Recorded data:
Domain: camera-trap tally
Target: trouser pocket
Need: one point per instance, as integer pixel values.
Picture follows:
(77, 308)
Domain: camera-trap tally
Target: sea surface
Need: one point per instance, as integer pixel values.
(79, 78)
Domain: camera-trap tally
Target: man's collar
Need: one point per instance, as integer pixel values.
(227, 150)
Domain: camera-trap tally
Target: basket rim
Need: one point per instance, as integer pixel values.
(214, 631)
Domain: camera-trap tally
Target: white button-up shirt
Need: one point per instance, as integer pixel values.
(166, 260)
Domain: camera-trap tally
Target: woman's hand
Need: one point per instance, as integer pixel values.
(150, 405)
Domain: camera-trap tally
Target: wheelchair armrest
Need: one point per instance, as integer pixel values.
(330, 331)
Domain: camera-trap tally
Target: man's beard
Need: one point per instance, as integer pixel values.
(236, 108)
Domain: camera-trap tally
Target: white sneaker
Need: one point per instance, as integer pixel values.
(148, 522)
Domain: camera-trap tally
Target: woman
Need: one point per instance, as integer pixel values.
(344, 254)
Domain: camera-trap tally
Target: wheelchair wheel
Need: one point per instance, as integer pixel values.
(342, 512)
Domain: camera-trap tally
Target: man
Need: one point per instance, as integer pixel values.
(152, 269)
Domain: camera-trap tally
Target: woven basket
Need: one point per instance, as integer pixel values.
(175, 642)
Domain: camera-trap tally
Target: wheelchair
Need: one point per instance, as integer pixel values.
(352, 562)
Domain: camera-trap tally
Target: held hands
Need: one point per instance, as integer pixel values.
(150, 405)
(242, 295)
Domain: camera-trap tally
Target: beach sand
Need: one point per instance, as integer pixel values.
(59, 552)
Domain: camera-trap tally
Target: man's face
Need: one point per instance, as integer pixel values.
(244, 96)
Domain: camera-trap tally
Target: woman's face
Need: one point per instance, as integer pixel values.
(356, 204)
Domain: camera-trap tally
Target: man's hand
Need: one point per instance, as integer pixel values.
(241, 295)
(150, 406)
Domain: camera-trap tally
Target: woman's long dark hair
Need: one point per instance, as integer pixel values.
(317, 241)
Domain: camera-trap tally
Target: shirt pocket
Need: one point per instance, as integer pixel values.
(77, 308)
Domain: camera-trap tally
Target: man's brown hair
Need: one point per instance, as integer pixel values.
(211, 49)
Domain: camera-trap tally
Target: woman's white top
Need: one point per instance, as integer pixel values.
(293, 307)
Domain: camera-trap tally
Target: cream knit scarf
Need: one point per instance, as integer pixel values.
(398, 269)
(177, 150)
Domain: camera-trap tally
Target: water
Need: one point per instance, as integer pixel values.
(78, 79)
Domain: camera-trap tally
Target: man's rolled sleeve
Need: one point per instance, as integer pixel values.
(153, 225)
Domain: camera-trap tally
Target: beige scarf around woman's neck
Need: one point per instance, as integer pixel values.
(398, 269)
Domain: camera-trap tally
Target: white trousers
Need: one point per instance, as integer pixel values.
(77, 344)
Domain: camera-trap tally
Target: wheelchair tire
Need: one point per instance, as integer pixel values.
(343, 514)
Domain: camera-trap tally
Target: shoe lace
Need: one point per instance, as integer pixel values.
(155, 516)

What the exercise asks:
The only acceptable answer is a number: how many lines of the listing contain the word "pocket".

Output below:
2